» **Excerpted passage**

====================

Today we’d like to introduce you to Veronica DeJesus.

Veronica, let’s start with your story. We’d love to hear how you got started and how the journey has been so far.
My dad and mom met in the 60s.  My dad is Puerto Rican and my mom is half Chinese and half Italian. My dad was accused of a crime, so he chose to change his name and live on the run. My mom joined him and they were off, and they had us kids along the way. My older brother Ralph was diagnosed with hydrocephalus when he was 3 months old. Ralph was in and out of hospitals and has had 17 near death surgeries. His shunt (a plastic pump installed in his head to help water flow in and out) would stop working and we had minutes to get him to the hospital. Traveling from state to state Ralph would be in and out of hospitals. I don’t know how we managed to survive, but we did. 

My dad modified our birth certificates on an as needed basis, so we had different identities and we were on the move. Our life was always filled with a recipe of movement, near death, impermanence, magic, laughter, prayer and lots of luck.

My Personal Timeline:

MICHIGAN 1972/73
TAMPA 1973
NAPLES, FL 1974/75
OAKLAND, CA1979/80

Has it been a smooth road?
I have had so many challenges that I have faced and made it through to the other side, but my biggest challenge currently is that my brother Ralph has been missing for a while now. He is my brother who, while we were on the run, survived 17 operations to relieve the fluid and pressure on his brain. He is my hero. He disappeared on purpose and since our birth certificates are all different, I don’t have enough information to find him.  So I feel like I am using my art practice and my community engagement work as a lighthouse in the event he wants to find me.  I am using my opportunities to find my family, share in the journey and simply heal.

We’d love to hear more about your work and what you are currently focused on. What else should we know?
I am a builder, a maker and a doer.  Right now I am making drawings and paper models, and collecting things for my sensory project. I am also researching public art and how to initiate creative platforms that activate space and bring more diversity into our neighborhoods.

====================

» **What you will do**
1/ In the interview, how old was Ralph when he was diagnosed with hydrocephalus?
2/ Reproduce the interview from "Has it been" up to and including "and simply heal.".
The records that come next are separate material, unrelated to the interview.

Dataset items:
====================

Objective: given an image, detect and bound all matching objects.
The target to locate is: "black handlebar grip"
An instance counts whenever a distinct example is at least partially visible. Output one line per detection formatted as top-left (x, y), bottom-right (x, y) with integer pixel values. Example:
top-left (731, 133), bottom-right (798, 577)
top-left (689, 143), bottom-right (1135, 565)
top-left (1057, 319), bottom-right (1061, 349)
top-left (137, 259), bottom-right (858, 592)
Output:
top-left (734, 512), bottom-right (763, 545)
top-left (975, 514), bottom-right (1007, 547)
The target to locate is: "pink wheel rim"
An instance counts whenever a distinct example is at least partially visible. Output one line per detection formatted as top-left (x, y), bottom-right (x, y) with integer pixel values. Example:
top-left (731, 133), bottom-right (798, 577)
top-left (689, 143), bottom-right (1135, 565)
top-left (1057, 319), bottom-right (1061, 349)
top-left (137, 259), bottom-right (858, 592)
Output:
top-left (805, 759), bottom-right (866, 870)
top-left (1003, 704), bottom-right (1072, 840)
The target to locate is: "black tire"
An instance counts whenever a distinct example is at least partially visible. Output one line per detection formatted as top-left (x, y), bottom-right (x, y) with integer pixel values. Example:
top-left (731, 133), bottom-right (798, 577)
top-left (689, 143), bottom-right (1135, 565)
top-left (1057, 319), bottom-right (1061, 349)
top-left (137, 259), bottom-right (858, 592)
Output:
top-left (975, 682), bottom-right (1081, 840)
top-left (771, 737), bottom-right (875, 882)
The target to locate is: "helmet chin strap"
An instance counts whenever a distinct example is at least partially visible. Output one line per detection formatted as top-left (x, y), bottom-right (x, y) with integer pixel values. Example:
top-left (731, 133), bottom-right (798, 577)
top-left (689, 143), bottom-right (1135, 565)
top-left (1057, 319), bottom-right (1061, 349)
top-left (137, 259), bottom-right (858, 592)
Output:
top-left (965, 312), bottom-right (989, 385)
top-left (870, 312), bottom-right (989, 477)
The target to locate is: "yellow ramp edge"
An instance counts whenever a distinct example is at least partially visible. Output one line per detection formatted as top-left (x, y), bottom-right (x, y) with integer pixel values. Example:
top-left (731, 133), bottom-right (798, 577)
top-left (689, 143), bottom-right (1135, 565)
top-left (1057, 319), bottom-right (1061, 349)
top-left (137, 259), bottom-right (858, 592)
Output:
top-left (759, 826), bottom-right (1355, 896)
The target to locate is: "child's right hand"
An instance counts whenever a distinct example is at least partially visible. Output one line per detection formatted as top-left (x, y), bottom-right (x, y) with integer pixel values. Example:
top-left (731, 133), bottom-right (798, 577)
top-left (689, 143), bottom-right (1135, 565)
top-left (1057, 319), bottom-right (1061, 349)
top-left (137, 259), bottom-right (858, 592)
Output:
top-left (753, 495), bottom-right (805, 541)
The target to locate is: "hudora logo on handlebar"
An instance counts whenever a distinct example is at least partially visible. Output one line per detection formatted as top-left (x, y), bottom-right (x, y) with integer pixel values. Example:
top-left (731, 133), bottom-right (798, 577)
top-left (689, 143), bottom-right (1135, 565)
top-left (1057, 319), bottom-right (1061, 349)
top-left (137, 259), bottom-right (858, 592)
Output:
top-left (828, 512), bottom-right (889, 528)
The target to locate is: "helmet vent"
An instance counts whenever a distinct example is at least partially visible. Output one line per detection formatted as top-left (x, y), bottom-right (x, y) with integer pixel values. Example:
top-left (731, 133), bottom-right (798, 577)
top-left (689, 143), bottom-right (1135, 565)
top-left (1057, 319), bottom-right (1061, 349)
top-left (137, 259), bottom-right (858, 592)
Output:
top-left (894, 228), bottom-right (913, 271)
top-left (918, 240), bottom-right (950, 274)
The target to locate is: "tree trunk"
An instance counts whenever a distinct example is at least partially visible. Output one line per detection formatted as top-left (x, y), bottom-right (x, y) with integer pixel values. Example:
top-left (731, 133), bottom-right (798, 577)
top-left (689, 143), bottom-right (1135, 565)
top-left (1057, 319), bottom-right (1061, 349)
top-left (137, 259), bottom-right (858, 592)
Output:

====================

» **Solutions to the exercise**
1/ He was 3 months old.

2/
Has it been a smooth road?
I have had so many challenges that I have faced and made it through to the other side, but my biggest challenge currently is that my brother Ralph has been missing for a while now. He is my brother who, while we were on the run, survived 17 operations to relieve the fluid and pressure on his brain. He is my hero. He disappeared on purpose and since our birth certificates are all different, I don’t have enough information to find him.  So I feel like I am using my art practice and my community engagement work as a lighthouse in the event he wants to find me.  I am using my opportunities to find my family, share in the journey and simply heal.